> PROBLEM REQUIREMENTS
Return every line of the records that contains the word "pixel", matching case exactly.

____ SUPPLIED MATERIAL

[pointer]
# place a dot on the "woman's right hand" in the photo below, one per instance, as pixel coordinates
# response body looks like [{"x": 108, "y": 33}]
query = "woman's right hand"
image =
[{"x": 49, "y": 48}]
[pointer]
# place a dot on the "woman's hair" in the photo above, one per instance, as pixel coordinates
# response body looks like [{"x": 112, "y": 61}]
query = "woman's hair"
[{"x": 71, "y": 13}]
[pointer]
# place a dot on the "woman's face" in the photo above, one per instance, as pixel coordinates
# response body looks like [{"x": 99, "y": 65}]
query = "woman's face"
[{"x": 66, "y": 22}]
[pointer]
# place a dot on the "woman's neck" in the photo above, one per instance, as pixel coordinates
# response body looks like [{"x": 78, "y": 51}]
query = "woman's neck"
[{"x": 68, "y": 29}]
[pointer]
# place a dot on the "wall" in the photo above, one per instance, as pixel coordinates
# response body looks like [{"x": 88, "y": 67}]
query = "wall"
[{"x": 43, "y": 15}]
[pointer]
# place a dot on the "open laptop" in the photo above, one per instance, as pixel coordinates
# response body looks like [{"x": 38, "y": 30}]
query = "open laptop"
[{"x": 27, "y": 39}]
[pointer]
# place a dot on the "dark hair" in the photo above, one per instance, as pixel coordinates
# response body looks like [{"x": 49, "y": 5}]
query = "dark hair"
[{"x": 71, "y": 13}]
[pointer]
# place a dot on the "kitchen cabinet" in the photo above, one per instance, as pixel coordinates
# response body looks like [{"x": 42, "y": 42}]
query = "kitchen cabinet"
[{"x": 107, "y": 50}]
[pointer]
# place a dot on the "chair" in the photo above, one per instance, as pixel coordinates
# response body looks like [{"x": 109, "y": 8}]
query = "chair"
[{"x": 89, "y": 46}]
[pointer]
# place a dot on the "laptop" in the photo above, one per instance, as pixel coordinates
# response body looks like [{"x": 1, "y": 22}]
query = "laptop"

________

> RESULT OF THIS TASK
# place a dot on the "woman's right hand" in the photo below, one per instance, as pixel coordinates
# place a dot on the "woman's hair" in the photo above, one per instance, as pixel coordinates
# place a dot on the "woman's face" in the photo above, one per instance, as pixel coordinates
# place a dot on the "woman's neck" in the photo above, one per instance, as pixel coordinates
# place a dot on the "wall" in the photo above, one per instance, as pixel coordinates
# place a dot on the "open laptop" in the photo above, one per instance, as pixel coordinates
# place a dot on the "dark hair" in the photo above, one per instance, as pixel coordinates
# place a dot on the "kitchen cabinet" in the photo above, one per instance, as pixel coordinates
# place a dot on the "chair" in the photo above, one per instance, as pixel coordinates
# place a dot on the "laptop" in the photo above, one per instance, as pixel coordinates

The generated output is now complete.